* begin Source data *
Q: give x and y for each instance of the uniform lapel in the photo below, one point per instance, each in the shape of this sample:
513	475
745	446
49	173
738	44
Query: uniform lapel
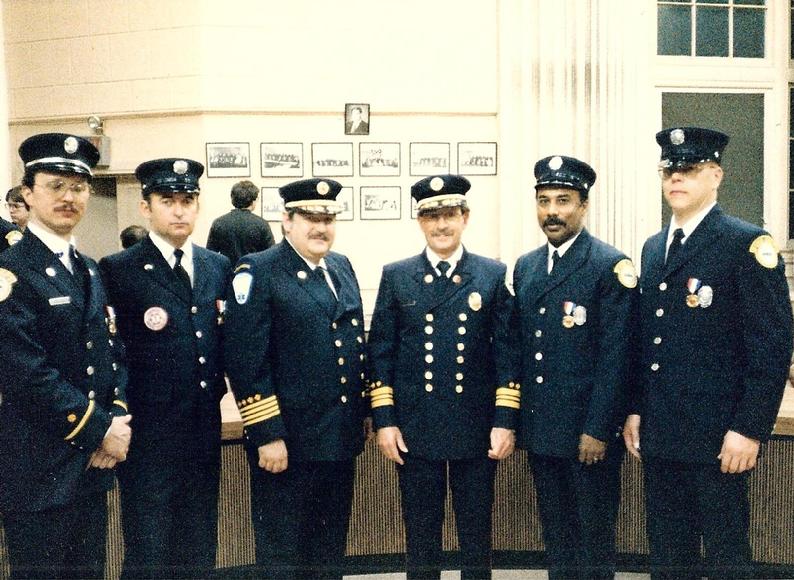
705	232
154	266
* end Source data *
* begin Source data *
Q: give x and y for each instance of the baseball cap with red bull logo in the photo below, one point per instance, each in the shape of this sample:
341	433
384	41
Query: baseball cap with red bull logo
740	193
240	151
* end Source data *
### Brief:
Find every line of the entries above that contains the string "bull" and copy each such line in full. Matching is case-sensitive.

### Result of the exercise:
Q: give x and y for each instance of the baseball cap with red bull logo in the photo below, one point per instance, each in the shape of this sample:
Query: baseball cap with red bull logo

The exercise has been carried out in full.